> _Your instructions_
Reproduce every item below word for word, keeping each line as it stands.

> _Record extracts_
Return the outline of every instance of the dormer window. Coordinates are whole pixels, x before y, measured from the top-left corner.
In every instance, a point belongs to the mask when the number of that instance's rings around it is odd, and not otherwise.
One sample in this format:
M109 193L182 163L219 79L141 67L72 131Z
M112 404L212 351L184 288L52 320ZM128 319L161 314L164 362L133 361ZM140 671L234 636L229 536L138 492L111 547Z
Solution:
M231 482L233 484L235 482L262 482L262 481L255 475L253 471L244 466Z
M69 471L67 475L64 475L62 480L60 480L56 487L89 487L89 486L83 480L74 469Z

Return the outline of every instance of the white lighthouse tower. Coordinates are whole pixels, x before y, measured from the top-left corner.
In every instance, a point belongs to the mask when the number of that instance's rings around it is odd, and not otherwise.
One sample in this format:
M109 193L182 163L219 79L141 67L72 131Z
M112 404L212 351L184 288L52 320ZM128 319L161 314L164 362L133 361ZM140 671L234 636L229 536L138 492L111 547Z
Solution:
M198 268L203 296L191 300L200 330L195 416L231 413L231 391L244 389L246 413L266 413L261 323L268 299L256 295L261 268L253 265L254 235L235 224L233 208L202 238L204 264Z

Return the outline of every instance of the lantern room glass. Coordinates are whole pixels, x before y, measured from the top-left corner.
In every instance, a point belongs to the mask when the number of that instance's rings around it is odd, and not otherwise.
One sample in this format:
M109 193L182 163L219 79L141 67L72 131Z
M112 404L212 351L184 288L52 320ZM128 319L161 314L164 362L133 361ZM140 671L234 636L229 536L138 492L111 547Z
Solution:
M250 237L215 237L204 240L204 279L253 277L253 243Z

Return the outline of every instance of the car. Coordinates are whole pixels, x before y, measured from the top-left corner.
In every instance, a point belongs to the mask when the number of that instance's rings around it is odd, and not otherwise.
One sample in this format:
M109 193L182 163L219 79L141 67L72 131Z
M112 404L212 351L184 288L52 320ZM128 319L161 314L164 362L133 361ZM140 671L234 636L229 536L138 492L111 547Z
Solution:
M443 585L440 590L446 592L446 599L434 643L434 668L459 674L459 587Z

> _Written solution_
Return the outline of every instance of the dormer window. Coordinates are whole pixels, x before y, measured from the top-left corner.
In every instance, a point belongs to the mask when the number of that instance's rings around it is odd, and not otherwise.
One sample in this format:
M109 193L182 163L219 79L141 67L72 131Z
M112 404L212 351L184 288L52 320ZM128 319L161 314L164 362L133 361ZM140 671L234 636L229 536L138 492L111 547Z
Solution:
M231 482L233 484L235 482L262 482L262 481L255 475L253 471L244 466Z
M69 471L67 475L64 475L62 480L60 480L56 487L89 487L89 486L83 480L74 469Z

Return the outline of every instance of the white lighthouse tower. Coordinates are whole pixels, x before y, measured from the top-left corner.
In every instance, a point belongs to the mask when the number of that instance's rings around it is odd, and not otherwise.
One sample in this format:
M109 193L182 163L219 79L141 67L72 131Z
M112 404L212 351L184 288L52 320ZM128 319L161 314L164 362L133 361ZM140 671L234 636L229 536L138 492L111 547Z
Solution:
M198 268L203 296L191 300L200 330L195 416L231 413L231 391L244 389L246 413L266 413L261 323L268 299L256 295L261 268L253 265L254 235L235 224L233 208L202 238L204 264Z

Return the outline of every instance of the lantern room glass. Coordinates are whole pixels, x before y, measured from the top-left corner.
In every instance, a point belongs to the mask when the number of that instance's rings around it is odd, and not otherwise.
One sample in this format:
M109 193L182 163L219 79L141 67L72 131Z
M112 404L212 351L184 288L52 320ZM128 319L161 314L164 362L133 361ZM140 671L234 636L229 536L138 492L111 547Z
Solution:
M250 237L215 237L204 240L204 279L253 277L253 243Z

Return the outline of every instance of the car. Coordinates are whole pixels, x before y, measured from the top-left corner.
In every instance, a point belongs to the mask when the number of that instance's rings around it is odd, and not otherwise.
One sample in this format:
M109 193L182 163L219 79L141 67L72 131Z
M112 404L212 351L184 288L52 320ZM128 319L161 314L164 362L133 361ZM140 671L234 636L229 536L138 492L111 547Z
Solution:
M443 585L440 590L446 592L446 599L434 643L434 668L459 674L459 587Z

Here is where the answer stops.